Return each line of the rows below that contains the string "label", copied as it appears.
--------------------------------------------------
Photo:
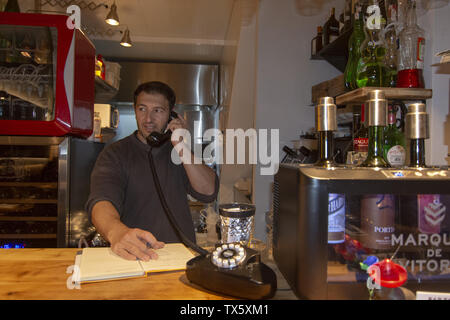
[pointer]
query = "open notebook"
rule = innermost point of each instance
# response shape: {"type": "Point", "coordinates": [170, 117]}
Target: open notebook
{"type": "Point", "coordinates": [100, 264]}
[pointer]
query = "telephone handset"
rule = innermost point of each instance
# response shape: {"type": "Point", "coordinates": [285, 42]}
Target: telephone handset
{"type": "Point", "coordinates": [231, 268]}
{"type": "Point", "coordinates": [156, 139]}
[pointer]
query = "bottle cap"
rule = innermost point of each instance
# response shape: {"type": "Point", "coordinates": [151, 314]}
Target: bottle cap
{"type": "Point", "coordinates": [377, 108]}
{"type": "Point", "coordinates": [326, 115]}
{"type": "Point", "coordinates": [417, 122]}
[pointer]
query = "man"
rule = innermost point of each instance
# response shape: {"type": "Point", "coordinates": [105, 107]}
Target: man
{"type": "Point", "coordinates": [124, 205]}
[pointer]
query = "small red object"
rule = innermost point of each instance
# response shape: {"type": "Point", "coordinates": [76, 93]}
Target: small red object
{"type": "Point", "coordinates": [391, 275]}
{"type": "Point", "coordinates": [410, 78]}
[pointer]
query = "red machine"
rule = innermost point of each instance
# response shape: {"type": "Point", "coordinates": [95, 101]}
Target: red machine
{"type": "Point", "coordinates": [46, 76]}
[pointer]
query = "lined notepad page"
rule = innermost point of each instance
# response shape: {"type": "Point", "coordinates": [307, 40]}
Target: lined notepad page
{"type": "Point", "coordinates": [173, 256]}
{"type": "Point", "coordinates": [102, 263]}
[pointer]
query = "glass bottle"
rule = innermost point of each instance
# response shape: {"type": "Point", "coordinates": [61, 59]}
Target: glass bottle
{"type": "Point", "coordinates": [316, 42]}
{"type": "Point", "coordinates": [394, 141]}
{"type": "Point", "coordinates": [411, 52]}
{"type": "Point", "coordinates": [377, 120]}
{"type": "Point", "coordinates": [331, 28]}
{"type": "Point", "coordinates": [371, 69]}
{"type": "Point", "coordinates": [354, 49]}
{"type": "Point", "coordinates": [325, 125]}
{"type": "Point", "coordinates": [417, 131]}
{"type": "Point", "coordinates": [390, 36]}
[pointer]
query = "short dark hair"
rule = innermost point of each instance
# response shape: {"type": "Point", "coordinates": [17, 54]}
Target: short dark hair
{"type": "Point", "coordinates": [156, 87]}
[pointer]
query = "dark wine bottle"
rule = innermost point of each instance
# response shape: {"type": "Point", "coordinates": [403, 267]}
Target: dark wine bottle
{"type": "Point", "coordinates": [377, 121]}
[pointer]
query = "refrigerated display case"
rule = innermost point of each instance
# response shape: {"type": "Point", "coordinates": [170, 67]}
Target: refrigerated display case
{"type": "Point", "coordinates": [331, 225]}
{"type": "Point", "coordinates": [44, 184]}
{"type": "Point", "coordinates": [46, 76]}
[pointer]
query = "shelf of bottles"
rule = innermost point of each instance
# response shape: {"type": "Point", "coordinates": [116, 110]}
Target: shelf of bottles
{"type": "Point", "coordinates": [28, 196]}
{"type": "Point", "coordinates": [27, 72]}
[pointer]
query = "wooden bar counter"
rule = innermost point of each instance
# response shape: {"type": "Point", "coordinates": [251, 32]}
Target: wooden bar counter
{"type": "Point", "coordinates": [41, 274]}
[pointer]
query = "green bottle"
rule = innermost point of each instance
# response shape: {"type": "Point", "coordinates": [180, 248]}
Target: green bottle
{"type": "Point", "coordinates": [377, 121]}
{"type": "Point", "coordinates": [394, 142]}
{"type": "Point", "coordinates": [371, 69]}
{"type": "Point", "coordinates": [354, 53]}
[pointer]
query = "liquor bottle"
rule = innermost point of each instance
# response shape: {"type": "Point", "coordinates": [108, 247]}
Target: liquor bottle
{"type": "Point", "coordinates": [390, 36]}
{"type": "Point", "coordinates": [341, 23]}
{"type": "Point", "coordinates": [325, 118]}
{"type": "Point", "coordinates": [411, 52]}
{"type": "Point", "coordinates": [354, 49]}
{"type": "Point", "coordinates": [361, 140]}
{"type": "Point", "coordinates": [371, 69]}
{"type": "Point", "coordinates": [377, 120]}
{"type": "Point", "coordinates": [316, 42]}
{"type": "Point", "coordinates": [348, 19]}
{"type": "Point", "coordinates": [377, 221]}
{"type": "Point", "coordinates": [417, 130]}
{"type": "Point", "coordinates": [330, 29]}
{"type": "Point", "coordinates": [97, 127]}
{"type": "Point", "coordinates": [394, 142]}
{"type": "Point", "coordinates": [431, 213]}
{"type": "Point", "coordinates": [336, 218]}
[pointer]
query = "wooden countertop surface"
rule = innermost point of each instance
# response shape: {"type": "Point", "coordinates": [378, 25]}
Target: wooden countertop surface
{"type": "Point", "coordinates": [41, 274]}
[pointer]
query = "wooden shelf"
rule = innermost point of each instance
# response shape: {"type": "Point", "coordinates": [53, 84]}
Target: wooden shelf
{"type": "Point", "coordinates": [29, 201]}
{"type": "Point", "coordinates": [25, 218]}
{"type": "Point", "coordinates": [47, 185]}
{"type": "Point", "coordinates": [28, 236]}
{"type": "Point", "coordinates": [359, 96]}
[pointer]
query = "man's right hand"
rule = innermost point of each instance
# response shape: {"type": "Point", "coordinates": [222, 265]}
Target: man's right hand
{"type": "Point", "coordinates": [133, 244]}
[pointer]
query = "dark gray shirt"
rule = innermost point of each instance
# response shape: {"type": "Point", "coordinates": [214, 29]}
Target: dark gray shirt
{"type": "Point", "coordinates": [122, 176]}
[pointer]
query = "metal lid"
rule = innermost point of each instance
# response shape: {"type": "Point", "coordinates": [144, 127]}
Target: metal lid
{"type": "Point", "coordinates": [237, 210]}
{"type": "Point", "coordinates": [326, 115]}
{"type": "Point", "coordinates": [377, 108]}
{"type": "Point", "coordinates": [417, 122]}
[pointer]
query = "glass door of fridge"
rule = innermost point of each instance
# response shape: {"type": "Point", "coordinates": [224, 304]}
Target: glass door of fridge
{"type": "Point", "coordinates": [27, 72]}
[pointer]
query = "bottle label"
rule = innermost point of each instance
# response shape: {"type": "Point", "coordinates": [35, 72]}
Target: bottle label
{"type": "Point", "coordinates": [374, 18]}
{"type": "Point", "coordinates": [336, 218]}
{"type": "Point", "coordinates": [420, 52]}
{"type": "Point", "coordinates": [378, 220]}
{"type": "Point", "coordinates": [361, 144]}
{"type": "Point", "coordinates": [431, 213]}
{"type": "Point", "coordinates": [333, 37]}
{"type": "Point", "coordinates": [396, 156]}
--------------------------------------------------
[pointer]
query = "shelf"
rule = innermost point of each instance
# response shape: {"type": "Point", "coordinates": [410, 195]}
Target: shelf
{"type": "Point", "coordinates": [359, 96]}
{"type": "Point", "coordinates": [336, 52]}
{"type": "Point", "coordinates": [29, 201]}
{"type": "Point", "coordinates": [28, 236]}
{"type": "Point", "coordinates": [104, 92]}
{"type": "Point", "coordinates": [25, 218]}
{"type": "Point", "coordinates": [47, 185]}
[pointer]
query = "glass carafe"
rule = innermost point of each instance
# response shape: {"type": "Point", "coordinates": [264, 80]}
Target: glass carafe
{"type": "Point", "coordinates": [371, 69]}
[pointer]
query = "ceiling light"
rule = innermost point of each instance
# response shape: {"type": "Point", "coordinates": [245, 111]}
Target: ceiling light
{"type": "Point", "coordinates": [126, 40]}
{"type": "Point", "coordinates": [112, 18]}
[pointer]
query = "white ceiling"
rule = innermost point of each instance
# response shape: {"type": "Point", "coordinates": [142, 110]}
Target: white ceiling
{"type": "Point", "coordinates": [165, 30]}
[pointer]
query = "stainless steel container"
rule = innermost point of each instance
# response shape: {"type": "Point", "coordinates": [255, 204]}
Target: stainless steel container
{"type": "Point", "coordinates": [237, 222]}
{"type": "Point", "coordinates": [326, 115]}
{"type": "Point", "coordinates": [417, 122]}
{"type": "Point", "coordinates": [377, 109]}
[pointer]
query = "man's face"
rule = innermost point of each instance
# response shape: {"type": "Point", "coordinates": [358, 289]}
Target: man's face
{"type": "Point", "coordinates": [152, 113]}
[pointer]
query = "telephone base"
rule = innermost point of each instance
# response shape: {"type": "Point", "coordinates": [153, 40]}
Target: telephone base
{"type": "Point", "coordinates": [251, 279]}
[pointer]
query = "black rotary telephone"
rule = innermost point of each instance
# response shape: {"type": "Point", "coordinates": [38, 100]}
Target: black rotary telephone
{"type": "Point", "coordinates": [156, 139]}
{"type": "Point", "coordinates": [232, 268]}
--------------------------------------------------
**Task result:**
query = "bottle label"
Target: bottle label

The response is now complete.